▸ **Given passage**:
--------------------
September 8, 2010

The Canoe Trip, Part 3 – Boy Scouts of America – 1972

As usual with all 11-yr-old boys, the next day I bounce back to a semi-normal state of mind. At this age, you learn to get over those little things like total humiliation.

It also helps that the day’s plan was especially busy for me. As you may (or may not) know, one aspect of the BSA is merit badges. Those are little round fabric medallions which are collected when you accomplish certain tasks. There are all sorts of categories, mainly having to do with outdoor proficiency. One of these badges is hiking, or something like that.


To earn the badge, the scout hikes 5 miles on his own, using only a compass, to arrive at a predetermined location. Once there, the scout is required to set up camp using only the possessions he’s carried in his backpack. After a night, he’s to pack everything up and hike another 5 miles to yet another location. Accomplish all this, and you get a merit badge. Hooray.
--------------------
▸ **Exercise data**:

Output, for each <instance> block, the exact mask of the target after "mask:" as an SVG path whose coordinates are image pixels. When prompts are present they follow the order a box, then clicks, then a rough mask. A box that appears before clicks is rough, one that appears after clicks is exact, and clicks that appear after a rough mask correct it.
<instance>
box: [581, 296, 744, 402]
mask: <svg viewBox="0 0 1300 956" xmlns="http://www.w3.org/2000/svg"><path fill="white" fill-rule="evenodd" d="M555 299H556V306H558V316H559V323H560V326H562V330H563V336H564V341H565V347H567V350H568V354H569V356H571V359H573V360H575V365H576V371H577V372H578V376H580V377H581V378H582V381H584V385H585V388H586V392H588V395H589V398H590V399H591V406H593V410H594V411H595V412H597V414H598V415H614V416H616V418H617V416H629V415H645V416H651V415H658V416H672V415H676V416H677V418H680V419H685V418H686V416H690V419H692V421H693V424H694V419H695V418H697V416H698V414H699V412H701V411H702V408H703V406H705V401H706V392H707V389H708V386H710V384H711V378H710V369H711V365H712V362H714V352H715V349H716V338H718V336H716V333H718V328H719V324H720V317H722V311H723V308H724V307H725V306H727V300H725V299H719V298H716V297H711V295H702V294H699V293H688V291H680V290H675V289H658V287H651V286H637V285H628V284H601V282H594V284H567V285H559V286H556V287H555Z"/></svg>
--------------------
▸ **Problems to solve**:
- A) In the Boy Scout canoe trip text, rewrite the part that begins with the words containing "To earn the" and ends with "merit badge. Hooray.", changing "compass" to "map".
- B) Continue the Boy Scout canoe trip text from the point where it stops.

▸ **Answers given**:
- A)
To earn the badge, the scout hikes 5 miles on his own, using only a map, to arrive at a predetermined location. Once there, the scout is required to set up camp using only the possessions he’s carried in his backpack. After a night, he’s to pack everything up and hike another 5 miles to yet another location. Accomplish all this, and you get a merit badge. Hooray.

- B)
So, 2 other scouts and I decide to give this a try and the morning is spent packing everything we think we need. This is much harder than it sounds; it’s 1972. Forget the modern tents of today. No polyethylene collapsible 3-man 1/2-pound tent for us. We have the thick canvas, metal poled, 2-man-only tent which weighs about 30 pounds. Since there’s 3 of us, we need to take 2; this is on top of all the other junk that little boys think they need when camping, like a complete set of pots and pans, manuals, enough food for a week, etc. After packing, one of the other boys couldn’t even lift his backpack. Not a great start.

That is until one of the other scouts offers a great solution. Instead of those bulky canvas tents, he suggests the orange “plastic tube tent.” The name sort of gives away the design, don’t you think? The idea is to thread a thick rope through this 5-ft diameter plastic tube and then string the rope between 2 trees. Instant bivouac. We shed the canvas tents and off we go.

[The internet is a wonderful, mysterious place. Look, I found a pictures!]



Taken to the mainland (once again using those wonderful canoes), we hustle into a car and are driven away. We stop some 5 miles away and the driver leads us into the woods. He gives us a rough compass direction and then leaves. Yes, he leaves 3 adolescent kids in the middle of the woods at 1pm in the afternoon. Bristling hot. Incredible humidity. No map. No supervision. No cell phones.

Sometimes I yearn for those carefree days when kids were disposable.

So, we take out our compasses, argue for a couple of minutes, wind our way to the road and simply follow it back the way we came…reality always overcomes the Boy Scout ideal.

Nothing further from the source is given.